**Selected extract**
Grid coordinate system is divided into two region: Region Ι (x∈[−0.05, 0.05], y∈[−0.05, 0.05]) and Region ΙI (outside Region I).

By using PCA algorithm, eubacteria is classified into two groups, “S-Type” and “E-Type”, based on the dual nucleotides compositions calculated from the complete genome. In “S-Type”, the patterns of the dot-clusters also show much difference each other. According to the relative location between main clusters, “S-Type” can be classified into two subgroups: (i) one subgroup includes the bacteria, S. aureus Mu50, Str. pyogenes M1, B. subtilis, R. prowazekii, C. perfringens 13 and B. burgdorferi. Concentration of dots of them is mainly in the left dot-clusters and (ii) the other consists of the following, L. monocytogenes, C. jejuni, M. pulmonis, H. pylori J99, H. influenzae, M. genitalium and H. pylori 26695. Concentration of dots of these bacteria is mainly in the right dot-clusters. Similarly, “E-Type” can be also classified into two subgroups. The first subgroup includes those bacteria whose dots are classified into two clusters. They are E. coli, S. typhi, V. cholerae and Y. pestis. Concentration of the dots of the second is mainly one dot-cluster. They are M. tuberculosis, M. leprae, N. meningitides, T. pallidum, M. pneumoniae and U. urealyticum, respectively. The above results show that bacteria in Table 1 are grouped into two classes: S. aureus “S-Type” and E. coli “E-Type”, based on their genomic structures. As Okayasu and Sorimachi (2009) reported both types “S-Type” and “E-Type”, the above species were classified further into their subgroups based on amino acid compositions or codon usages. Similar results have also been obtained by Sorimachi and Okayasu (2004).

4. Discussion

By using data derived from dual nucleotides based on complete genomes, our studies are applicable to analyze genomic structures and provide their 2-dimension graphic representation by PCA algorithm. Then the method is used to investigate the dual nucleotide compositions of 11 Gram-positive and 12 Gram-negative eubacteria in Table 1.

**Dataset entries**
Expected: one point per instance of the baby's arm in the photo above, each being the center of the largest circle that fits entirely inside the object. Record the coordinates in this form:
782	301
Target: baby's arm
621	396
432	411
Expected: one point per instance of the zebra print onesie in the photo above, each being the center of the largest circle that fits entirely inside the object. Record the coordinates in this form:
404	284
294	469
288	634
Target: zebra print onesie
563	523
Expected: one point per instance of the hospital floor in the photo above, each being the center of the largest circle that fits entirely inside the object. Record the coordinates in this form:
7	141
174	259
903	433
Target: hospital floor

**Activity A**
Return everything in the bacterial genome excerpt from "4. Discussion" down to "in Table 1.".
**Activity B**
According to the bacterial genome excerpt, which bacteria form the first subgroup of "E-Type"?
Use only the bacterial genome excerpt for this work.

**Answer box A**
4. Discussion

By using data derived from dual nucleotides based on complete genomes, our studies are applicable to analyze genomic structures and provide their 2-dimension graphic representation by PCA algorithm. Then the method is used to investigate the dual nucleotide compositions of 11 Gram-positive and 12 Gram-negative eubacteria in Table 1.

**Answer box B**
E. coli, S. typhi, V. cholerae and Y. pestis.